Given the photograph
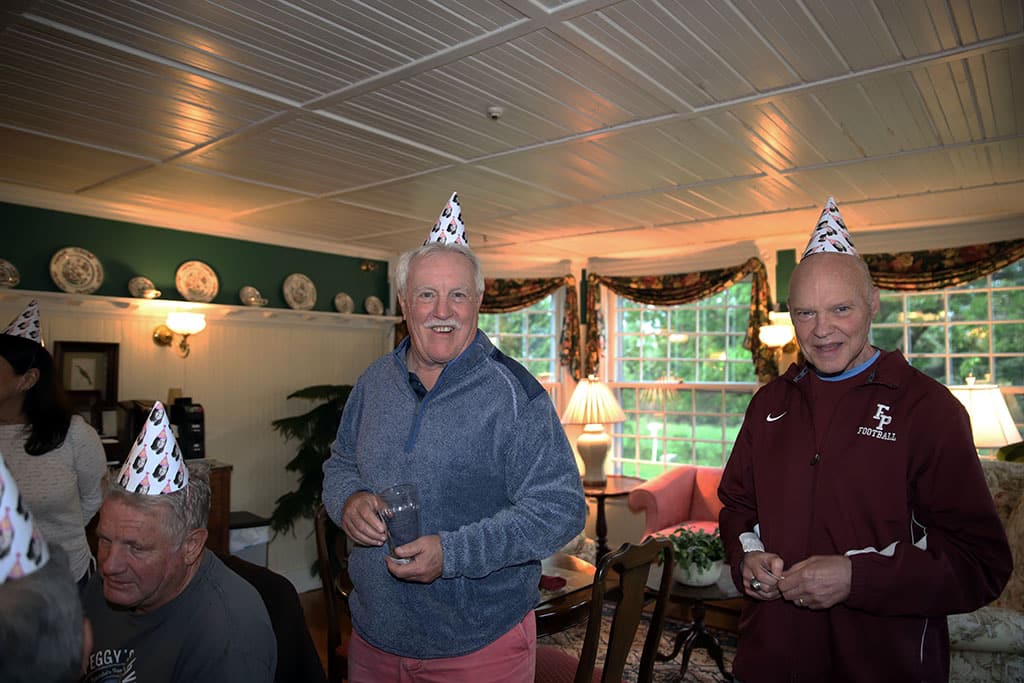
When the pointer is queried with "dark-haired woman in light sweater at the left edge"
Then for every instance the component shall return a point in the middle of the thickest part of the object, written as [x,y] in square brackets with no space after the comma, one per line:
[56,457]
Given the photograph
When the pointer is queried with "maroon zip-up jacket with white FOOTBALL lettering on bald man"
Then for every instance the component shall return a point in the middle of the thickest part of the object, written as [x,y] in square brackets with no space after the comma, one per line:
[898,487]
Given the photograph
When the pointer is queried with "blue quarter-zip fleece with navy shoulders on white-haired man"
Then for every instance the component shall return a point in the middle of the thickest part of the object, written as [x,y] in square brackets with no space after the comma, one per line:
[498,483]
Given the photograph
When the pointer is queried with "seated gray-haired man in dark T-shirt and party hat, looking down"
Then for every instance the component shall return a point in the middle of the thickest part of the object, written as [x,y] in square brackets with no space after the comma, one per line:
[163,608]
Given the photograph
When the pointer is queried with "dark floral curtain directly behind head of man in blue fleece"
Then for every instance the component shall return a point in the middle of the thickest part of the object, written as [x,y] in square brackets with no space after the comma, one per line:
[508,295]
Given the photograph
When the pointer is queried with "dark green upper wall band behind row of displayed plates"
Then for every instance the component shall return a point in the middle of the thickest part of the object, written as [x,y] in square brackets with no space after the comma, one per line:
[31,237]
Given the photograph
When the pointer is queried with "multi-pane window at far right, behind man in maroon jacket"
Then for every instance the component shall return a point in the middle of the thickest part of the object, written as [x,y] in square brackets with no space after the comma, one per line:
[975,329]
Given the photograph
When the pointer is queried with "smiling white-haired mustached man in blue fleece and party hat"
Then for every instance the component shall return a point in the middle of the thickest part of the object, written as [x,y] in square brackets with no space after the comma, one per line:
[499,487]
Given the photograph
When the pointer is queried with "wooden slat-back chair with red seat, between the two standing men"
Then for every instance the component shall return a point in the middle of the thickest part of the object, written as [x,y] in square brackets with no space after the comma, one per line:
[626,590]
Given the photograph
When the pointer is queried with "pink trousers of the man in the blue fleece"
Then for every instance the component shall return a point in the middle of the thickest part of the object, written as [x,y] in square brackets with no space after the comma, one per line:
[511,659]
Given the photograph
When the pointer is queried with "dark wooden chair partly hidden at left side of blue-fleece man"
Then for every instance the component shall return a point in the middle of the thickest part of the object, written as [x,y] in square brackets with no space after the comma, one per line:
[332,561]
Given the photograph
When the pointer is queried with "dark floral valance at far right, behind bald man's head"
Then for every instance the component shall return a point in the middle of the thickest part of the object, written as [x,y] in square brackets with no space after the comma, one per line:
[938,269]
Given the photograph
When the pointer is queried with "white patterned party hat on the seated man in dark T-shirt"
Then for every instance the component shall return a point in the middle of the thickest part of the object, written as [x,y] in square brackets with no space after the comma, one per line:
[155,465]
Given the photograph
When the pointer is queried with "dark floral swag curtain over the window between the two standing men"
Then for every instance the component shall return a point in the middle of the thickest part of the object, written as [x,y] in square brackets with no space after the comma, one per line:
[678,289]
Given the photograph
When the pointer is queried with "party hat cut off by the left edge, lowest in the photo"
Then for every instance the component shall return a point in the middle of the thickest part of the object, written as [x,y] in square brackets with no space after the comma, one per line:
[23,550]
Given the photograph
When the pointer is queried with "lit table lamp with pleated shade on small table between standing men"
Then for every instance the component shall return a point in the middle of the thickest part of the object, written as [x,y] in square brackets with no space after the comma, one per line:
[593,406]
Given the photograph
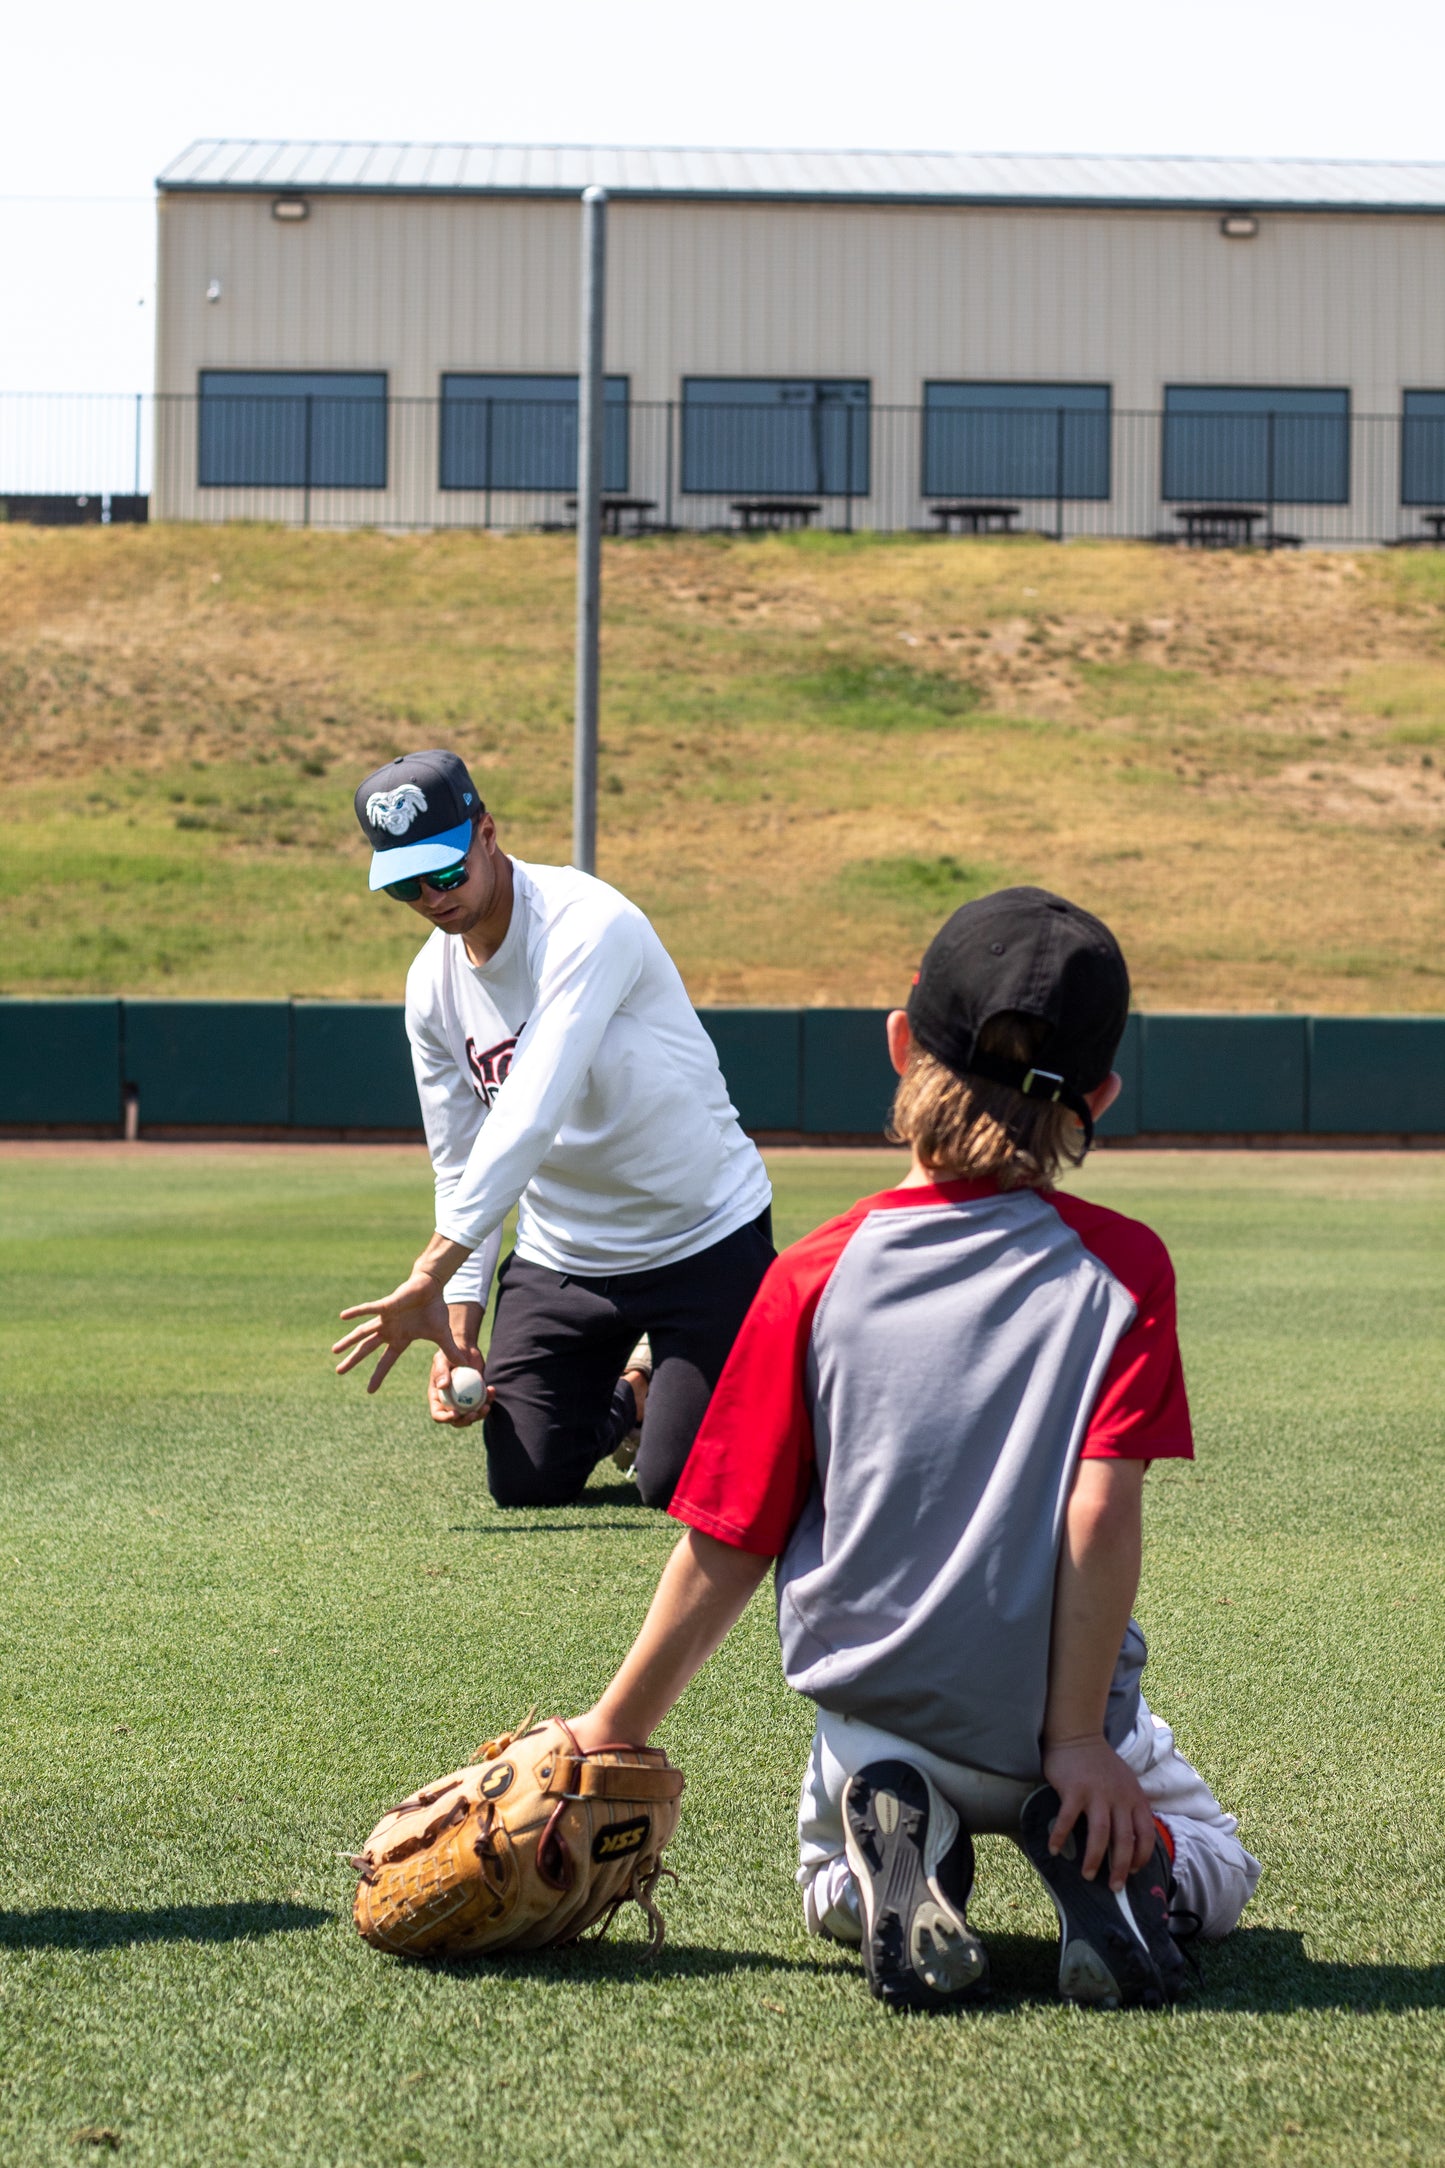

════════

» **What this task involves**
Write the listing out exactly, word for word, but omit the pictures.

» **Response to the task**
Given the photograph
When the pointer is queried with "dark-haired woman in light sweater at the left edge"
Then for every instance the component shall return a point in the middle of the thickest part of the object, written as [x,y] in square brackets with no space after the comma, one per line:
[56,457]
Given the photograph
When the pointer is queried with "maroon zip-up jacket with white FOOTBALL lettering on bald man"
Then for every instance the component shall return a point in the middle of the thickest part of the object, written as [x,y] in square brackets with no space after the comma, one per line:
[898,487]
Given the photograph
When the pointer is queried with "blue quarter-zip fleece with navy shoulders on white-haired man"
Then for every instance the component shall return a point in the middle of the thickest part of the object, written as [x,y] in square brackets with no space after the comma, one per line:
[498,483]
Given the photograph
When the pointer is queried with "seated gray-haired man in dark T-shirt and party hat, looking down"
Then for every instance the component shall return a point in the middle of the thickest part of the object, written as [x,y] in square brackets with no space after the comma, one per line:
[163,608]
Given the photograph
When the pointer is queried with "dark floral curtain directly behind head of man in blue fleece"
Then for every instance the component shall return a point in the middle of the thickest part of the object, written as [x,y] in square brackets with no space after the comma, one per line:
[508,295]
Given the photograph
When the pointer is queried with "dark green upper wall band behind row of displayed plates"
Then for every instance the component shall return a point in the middle of the thickest part of the object, written as [x,y] in square brackets with no space after the comma, one per line:
[31,237]
Given the photograph
When the pointer is queried with "multi-pane window at far right, behind man in maroon jacket"
Then for every instance the component shall return a point in the middle of the thickest part of the object, written as [x,y] in square brackets with no space after the comma, one per line:
[975,329]
Given the photograph
When the pointer is queried with "smiling white-haired mustached man in blue fleece and party hat"
Then for every instance the component shall return a point in the middle of the thickest part of the object, written as [x,y] in square brackets with no space after the comma, one per line:
[499,487]
Given the photograph
When the pointer is queried with "wooden slat-back chair with red seat, between the two standing men"
Then for every instance the component shall return a point in the middle of the thickest part of the object, written as [x,y] in square brackets with no space after the comma, one per line:
[626,590]
Given the photograph
When the pointer is queried with "pink trousers of the man in the blue fleece"
Then for every instance the component shall return a point in the middle of the thickest part of the object, written as [x,y] in square brackets with no space after the comma, one per line:
[511,659]
Given the photograph
When the pointer is queried with "dark wooden chair partly hidden at left side of blue-fleece man"
Then for every instance the component shall return a point in the middle of the thickest part of the object, written as [x,y] in square brackets with no space after the comma, one per line:
[332,561]
Given the photograph
When the pointer is queried with "dark floral valance at far right, behind bald man's head"
Then for every instance the component shall return a point in the middle of the thickest part of the object, written as [x,y] in square brackets with no space after the comma, one per line:
[938,269]
Given the photograph
When the pointer is queried with "white patterned party hat on the seated man in dark T-shirt"
Then for every instance the component shall return a point in the middle of the thickest part of the object, written as [x,y] in square brackets with no space after the comma, one per line:
[155,465]
Given the photograph
When the pointer is queried with "dark floral swag curtain over the window between the two standing men"
Then for every instance the component shall return a point in the middle of the thickest part of the object, written as [x,y] in square brackets with no space after the comma, one per line:
[678,289]
Given the photograph
When the pointer is queried with "party hat cut off by the left edge, lowest in the photo"
Then for every instance the component shall return a point in the middle of the thickest part of the object, written as [x,y] in square brackets with no space after the comma, one per line:
[23,550]
Given the photograph
When the pointer is queried with "lit table lamp with pleated shade on small table between standing men"
Then for every instance the component shall return a point in the middle of the thickest part of the object, written as [x,y] in square brackets with no space after the comma, one per line:
[593,406]
Given the photograph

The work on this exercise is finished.